§ Exercise a: Rewrite the rows from their first line down to the line containing "[0, 0, 983, 444]", both ends included, keeping the requests. Multiply every bounding-box coordinate in the answers by 0.65 and round each to a whole number with halves going up, but leave the numbers in the requests and their sample output unchanged.

§ Document passage:
This is a leaping salmon with the splashing of water as it jumps rendered in Celtic knotwork fashion.  Fish are MUCH harder to do than one would think and when you're trying to make them Celtic to boot, they get even tougher!!  I wanted the fish's head to be instantly recognizable as a salmon, so I chose to show it as it would look returning to its spawning grounds, leaping the waterfalls and obstacles which stand in its way.  I took more liberty with the body and tail,using the complex knotwork (which Celtic art has become so well known for) to create the fluid details of its fins and skeletal structure.
The waves and splashes were a completely different problem.  Here I wanted the knotwork to appear fairly formal while still giving the effect of movement and some sense of the 'random' nature of water splashing around.  Not an easy tightrope to balance on, but I think it worked out pretty much as I had hoped it would!

§ Exercise b:
Answer these questions on the salmon knotwork text:
(i) How did the maker want the fish's head to be recognizable?
(ii) What was used to create the fluid details of the fins and skeletal structure?
(iii) How was the knotwork in the waves and splashes meant to appear?

§ Source material:
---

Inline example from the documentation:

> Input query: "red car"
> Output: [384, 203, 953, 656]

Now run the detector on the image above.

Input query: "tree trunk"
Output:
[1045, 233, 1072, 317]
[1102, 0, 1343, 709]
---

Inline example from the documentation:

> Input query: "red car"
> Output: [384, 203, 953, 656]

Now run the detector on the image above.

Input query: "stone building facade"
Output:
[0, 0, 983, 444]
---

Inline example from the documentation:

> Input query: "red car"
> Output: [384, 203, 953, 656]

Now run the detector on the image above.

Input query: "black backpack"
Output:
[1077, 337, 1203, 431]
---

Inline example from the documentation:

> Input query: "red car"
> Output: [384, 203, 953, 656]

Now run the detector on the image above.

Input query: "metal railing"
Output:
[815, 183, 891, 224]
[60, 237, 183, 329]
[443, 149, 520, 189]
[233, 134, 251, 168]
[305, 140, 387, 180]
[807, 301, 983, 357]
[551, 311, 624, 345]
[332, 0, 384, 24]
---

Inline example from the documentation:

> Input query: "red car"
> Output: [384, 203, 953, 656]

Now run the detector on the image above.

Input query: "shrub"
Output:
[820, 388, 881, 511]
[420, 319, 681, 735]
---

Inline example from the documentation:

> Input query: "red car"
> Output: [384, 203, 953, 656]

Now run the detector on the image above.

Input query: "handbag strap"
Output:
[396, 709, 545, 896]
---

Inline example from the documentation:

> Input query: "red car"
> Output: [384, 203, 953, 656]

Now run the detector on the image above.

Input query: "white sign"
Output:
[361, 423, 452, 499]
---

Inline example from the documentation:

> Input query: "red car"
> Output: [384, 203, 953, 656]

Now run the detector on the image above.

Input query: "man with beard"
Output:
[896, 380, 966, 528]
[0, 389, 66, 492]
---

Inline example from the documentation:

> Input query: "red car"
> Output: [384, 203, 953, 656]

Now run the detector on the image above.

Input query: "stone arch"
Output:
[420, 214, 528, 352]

§ Written response a:
---

Inline example from the documentation:

> Input query: "red car"
> Output: [384, 203, 953, 656]

Now run the detector on the image above.

Input query: "tree trunk"
Output:
[679, 151, 697, 206]
[716, 0, 873, 461]
---

Inline example from the documentation:

> Input query: "red car"
> Output: [384, 203, 953, 656]

Now run the detector on the image above.

Input query: "stone building facade"
Output:
[0, 0, 639, 289]

§ Written response b:
(i) Instantly recognizable as a salmon.
(ii) The complex knotwork.
(iii) Fairly formal, while still giving the effect of movement and some sense of the random nature of splashing water.